[[ DATA FOR THIS EXERCISE, beginning ]]

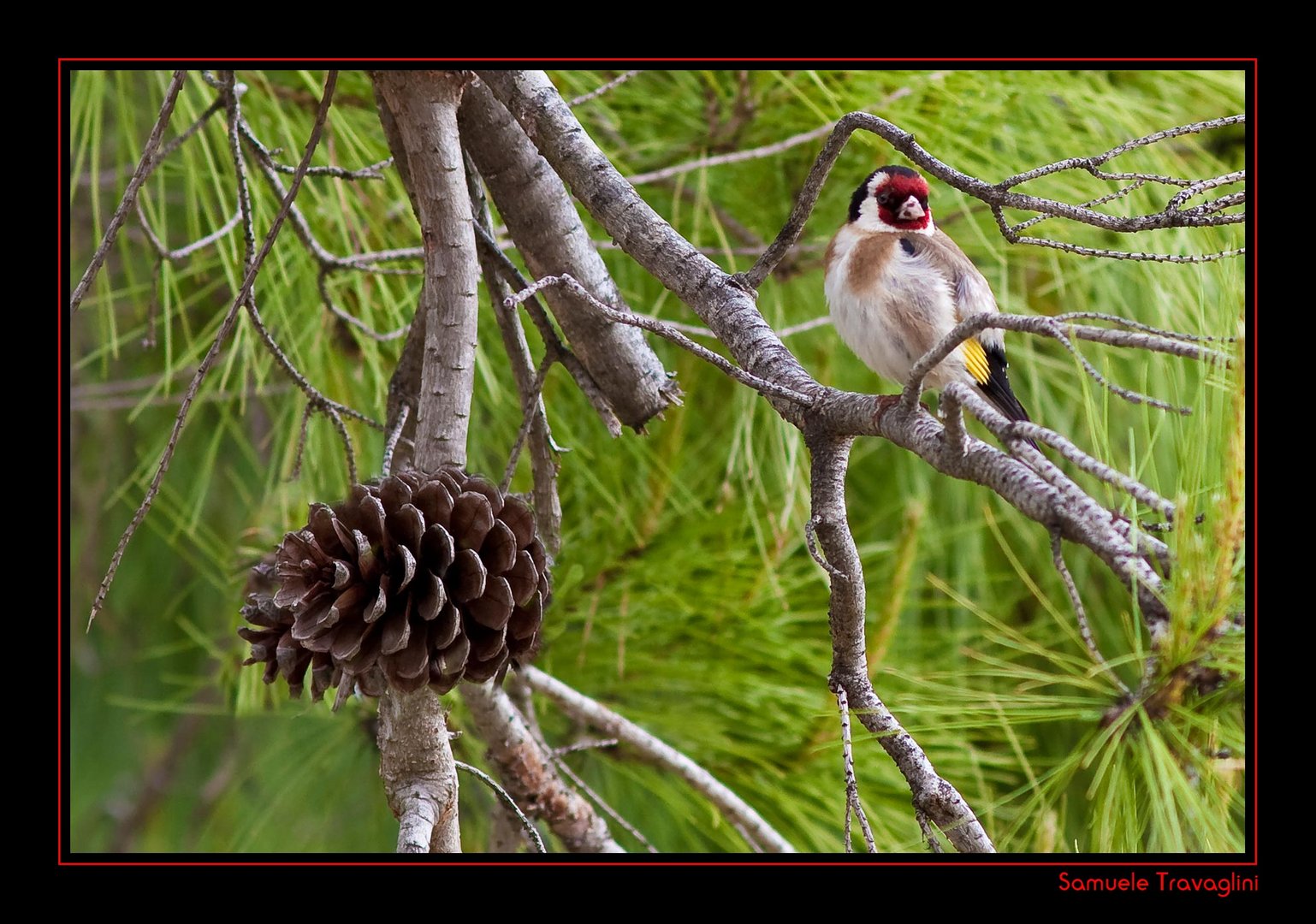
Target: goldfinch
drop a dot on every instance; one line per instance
(897, 285)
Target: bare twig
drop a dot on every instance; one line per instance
(599, 801)
(851, 786)
(552, 342)
(1048, 327)
(929, 832)
(599, 91)
(1079, 613)
(849, 666)
(528, 419)
(531, 831)
(733, 157)
(144, 168)
(530, 773)
(697, 330)
(391, 442)
(323, 285)
(542, 219)
(609, 723)
(997, 195)
(225, 328)
(665, 330)
(301, 441)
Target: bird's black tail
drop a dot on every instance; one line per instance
(998, 391)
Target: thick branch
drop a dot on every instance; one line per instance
(932, 796)
(418, 110)
(424, 104)
(728, 310)
(741, 814)
(543, 467)
(543, 222)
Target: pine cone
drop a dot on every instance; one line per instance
(418, 579)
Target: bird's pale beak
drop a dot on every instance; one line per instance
(910, 210)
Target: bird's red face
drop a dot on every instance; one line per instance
(902, 199)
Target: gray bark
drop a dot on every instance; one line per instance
(543, 224)
(418, 112)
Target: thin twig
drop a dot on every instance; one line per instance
(144, 168)
(1048, 327)
(733, 157)
(697, 330)
(391, 442)
(365, 262)
(225, 328)
(851, 785)
(584, 745)
(665, 330)
(809, 530)
(599, 91)
(997, 195)
(601, 802)
(528, 418)
(301, 441)
(548, 334)
(608, 721)
(531, 831)
(322, 283)
(1085, 630)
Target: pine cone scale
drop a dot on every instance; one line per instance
(421, 578)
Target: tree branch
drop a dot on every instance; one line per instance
(528, 773)
(609, 723)
(144, 168)
(543, 222)
(424, 108)
(222, 335)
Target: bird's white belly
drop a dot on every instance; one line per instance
(897, 320)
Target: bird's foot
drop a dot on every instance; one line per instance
(882, 405)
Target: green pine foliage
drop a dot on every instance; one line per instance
(685, 595)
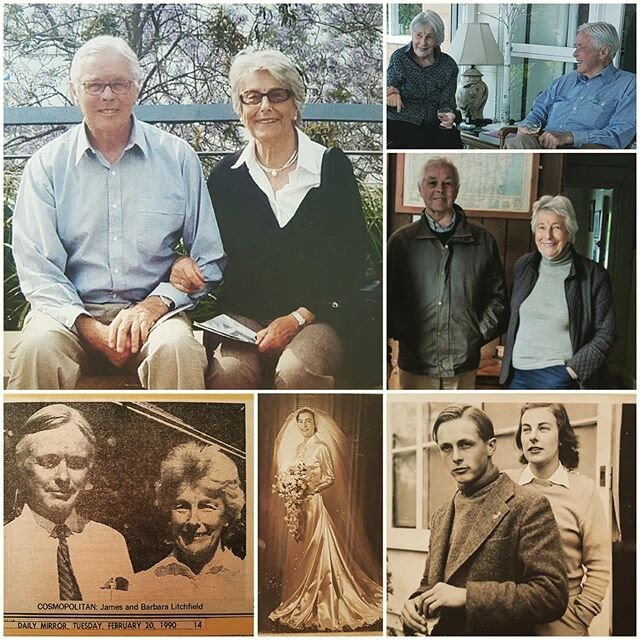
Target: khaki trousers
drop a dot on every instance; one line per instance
(310, 361)
(50, 356)
(466, 380)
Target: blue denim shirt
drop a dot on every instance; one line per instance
(597, 110)
(86, 231)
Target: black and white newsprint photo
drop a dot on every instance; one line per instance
(128, 515)
(511, 515)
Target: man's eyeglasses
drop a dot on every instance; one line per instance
(274, 96)
(119, 87)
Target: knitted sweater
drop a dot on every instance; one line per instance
(585, 538)
(316, 260)
(543, 338)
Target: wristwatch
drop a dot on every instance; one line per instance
(168, 301)
(299, 318)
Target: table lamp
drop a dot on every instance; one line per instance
(473, 44)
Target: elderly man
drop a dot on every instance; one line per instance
(98, 217)
(495, 565)
(52, 553)
(591, 107)
(446, 288)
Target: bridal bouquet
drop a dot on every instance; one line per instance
(291, 485)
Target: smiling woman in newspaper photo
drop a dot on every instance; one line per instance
(120, 511)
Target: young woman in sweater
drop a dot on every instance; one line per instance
(549, 448)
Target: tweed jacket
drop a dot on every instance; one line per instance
(511, 565)
(592, 323)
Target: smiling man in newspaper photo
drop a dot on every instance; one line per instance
(54, 553)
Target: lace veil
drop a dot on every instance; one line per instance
(343, 506)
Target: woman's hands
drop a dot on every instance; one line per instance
(186, 275)
(277, 335)
(281, 331)
(394, 99)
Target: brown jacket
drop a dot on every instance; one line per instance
(512, 565)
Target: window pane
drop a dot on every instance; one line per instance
(404, 490)
(402, 421)
(548, 24)
(528, 78)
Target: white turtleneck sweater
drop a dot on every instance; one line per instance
(543, 338)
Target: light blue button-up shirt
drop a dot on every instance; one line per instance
(597, 110)
(86, 231)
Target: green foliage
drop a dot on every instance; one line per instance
(185, 52)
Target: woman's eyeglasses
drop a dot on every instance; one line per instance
(273, 95)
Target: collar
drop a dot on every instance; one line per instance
(608, 73)
(137, 138)
(437, 227)
(560, 476)
(75, 522)
(171, 566)
(462, 231)
(307, 159)
(490, 475)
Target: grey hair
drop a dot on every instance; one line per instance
(440, 161)
(560, 205)
(273, 62)
(603, 34)
(205, 465)
(51, 417)
(106, 44)
(431, 19)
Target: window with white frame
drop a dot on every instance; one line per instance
(542, 38)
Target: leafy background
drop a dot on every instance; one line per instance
(185, 51)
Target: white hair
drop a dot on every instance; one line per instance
(273, 62)
(430, 19)
(603, 34)
(106, 44)
(439, 162)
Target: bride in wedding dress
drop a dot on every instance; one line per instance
(331, 579)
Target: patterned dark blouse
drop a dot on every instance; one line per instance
(424, 90)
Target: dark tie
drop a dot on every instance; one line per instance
(67, 582)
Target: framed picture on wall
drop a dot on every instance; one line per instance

[[ DATA FOR THIS EXERCISE, end ]]

• EXERCISE GOAL:
Repeat the entries verbatim; no pictures.

• EXERCISE SOLUTION:
Target: goldfinch
drop a dot on every instance; one line per instance
(897, 285)
Target: bare twig
drop a dot on every instance; one line per instance
(599, 801)
(851, 786)
(552, 342)
(1048, 327)
(929, 832)
(599, 91)
(1079, 613)
(849, 666)
(528, 419)
(531, 831)
(733, 157)
(144, 168)
(530, 773)
(697, 330)
(391, 442)
(323, 285)
(542, 219)
(609, 723)
(997, 195)
(225, 328)
(665, 330)
(301, 441)
Target: bird's black tail
drop a dot on every instance; one line per instance
(998, 391)
Target: thick branch
drop a dot on every instance; one line per instance
(932, 796)
(418, 110)
(424, 104)
(728, 310)
(741, 814)
(543, 467)
(543, 222)
Target: pine cone
drop a dot on every instance; one line per instance
(418, 579)
Target: bird's pale beak
drop a dot on every instance; one line per instance
(910, 210)
Target: bird's red face
drop a dot on every instance; one line per instance
(902, 199)
Target: gray bark
drop a dot on every instance; one line per instance
(543, 224)
(418, 112)
Target: thin twig
drop a dot on every instance; one line per instance
(144, 168)
(1048, 327)
(733, 157)
(697, 330)
(391, 442)
(365, 262)
(225, 328)
(851, 785)
(584, 745)
(665, 330)
(809, 530)
(599, 91)
(997, 195)
(601, 802)
(528, 418)
(301, 441)
(548, 334)
(608, 721)
(531, 831)
(322, 283)
(1085, 630)
Target: pine cone scale
drop a dot on every instance; one line per instance
(421, 578)
Target: tree branch
drop a dot on every instance; one line per instance
(528, 773)
(609, 723)
(144, 168)
(543, 222)
(424, 108)
(222, 335)
Target: bird's white belly
drop a dot on every instance; one line per instance
(897, 320)
Target: bird's foot
drop a dot on every instance; one line per instance
(882, 405)
Target: green pine foliage
drop a dot on every instance; one line per instance
(685, 595)
Target: khaki trousers
drop a dot on every instance; one line per instance
(310, 361)
(50, 356)
(466, 380)
Target: blue denim shirt
drop a dot on every instance; one line per instance
(597, 110)
(86, 231)
Target: black and white newsprint photo
drop a dot on every instance; one line per instance
(128, 515)
(511, 515)
Target: man's eyeglasses
drop a dot on every instance; one line per instance
(274, 96)
(119, 87)
Target: knitted sweater
drop a dot on every instance; one line per instance
(585, 538)
(316, 260)
(543, 338)
Target: wristwatch
drop a dot on every instance; one line per instance
(168, 301)
(299, 318)
Target: table lamp
drop a dot on every instance; one line per instance
(473, 44)
Target: elderly man
drop a dot on every instance; one line per instance
(98, 217)
(495, 565)
(52, 553)
(591, 107)
(446, 288)
Target: bridal bouquet
drop a dot on every instance; one line per instance
(291, 485)
Target: smiling woman in newspaper photo
drop a dot on every instance; one line per instance
(120, 511)
Target: young woman in sweater
drop a dot on every instance; one line per instance
(549, 448)
Target: tweed jacket
drop a dot on every instance; one line per instance
(511, 565)
(592, 323)
Target: smiling man in newspaper photo
drop a dot on every instance; one line per instance
(54, 553)
Target: lace veil
drop a dot on every instance; one line per instance
(343, 506)
Target: woman's hands
drop a dot on every instance; one line per instance
(186, 275)
(277, 335)
(281, 331)
(394, 99)
Target: brown jacket
drop a dot on every instance; one line per instance
(512, 565)
Target: window pane
drop a dot on every instance; one line per instance
(404, 490)
(402, 421)
(548, 24)
(528, 78)
Target: white turtleneck sweater
drop a dot on every instance; one line per instance
(543, 338)
Target: light blue button-up shirt
drop a dot on every instance; one line per instance
(597, 110)
(86, 231)
Target: green foliage
drop a dot on every instance; one line per instance
(185, 52)
Target: woman's eyeglasses
drop a dot on every instance; one line per instance
(273, 95)
Target: collar
drop a dot on every instance; one line per instance
(608, 73)
(137, 138)
(437, 227)
(560, 476)
(75, 522)
(171, 566)
(462, 231)
(307, 159)
(490, 475)
Target: grey hair
drop a dot on every instance; one line per instance
(440, 161)
(560, 205)
(273, 62)
(603, 34)
(205, 465)
(51, 417)
(106, 44)
(431, 19)
Target: window with white frame
drop a dot on every instance; one line per instance
(542, 38)
Target: leafy background
drop a dot on every instance; one line per instance
(185, 51)
Target: white hair
drop a dot on every instance; one line per instance
(273, 62)
(430, 19)
(603, 34)
(106, 44)
(439, 162)
Target: bride in wedding dress
drop a dot on every instance; one line per instance
(331, 579)
Target: patterned dark blouse
drop a dot on every instance; one line per instance
(424, 90)
Target: dark tie
drop a dot on every instance; one line per instance
(67, 582)
Target: framed picture on wall
drop a dot on every instance; one line per instance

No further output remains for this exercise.